--- START SOURCE TEXT ---

# New to the forum, hi all.. question of course..



## rikerz (Nov 30, 2008)

Hey gang, new to here.. Awesome site. I am currently looking for my 1st pistol for carry and home defense. Not exactly a kid at 43 years of age and cannot affort much at this time with the economy being in the toilet. I would like to spend around $300 and have been looking at S&W Sigma, Kel-Tec PF-9 and Bersas. I will say I dont know JACK about pistols and need any and all help that I can receive. I have read tons of stuff on this forum and on others and cannot come to a conclusion. I am not limited to the brands that I mentioned so suggestions are appreciated.. Thanks...


----------



## cavie187 (Nov 30, 2008)

Best advise I can give is get out and handle as many guns as you can. When you find one that "Fits" you will know. Double check resources for reliability. The forums are a GREAT place to start! If possible shoot the exact model you are looking to buy. 

After all of that is said and done, get the gun you want. Save up a little extra to be sure you are happy with your choice.

--- END SOURCE TEXT ---
--- START DATA ROWS ---

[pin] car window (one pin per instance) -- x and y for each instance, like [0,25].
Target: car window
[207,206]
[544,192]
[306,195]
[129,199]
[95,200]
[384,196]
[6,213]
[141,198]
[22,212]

--- END DATA ROWS ---

TASKS TO COMPLETE
A) In the forum thread, about how much money does rikerz want to spend on a first pistol?
B) List every pistol brand or model that rikerz names in the forum thread as having looked at.

SOLUTIONS TO EACH TASK
A) Around $300.

B) S&W Sigma, Kel-Tec PF-9, Bersas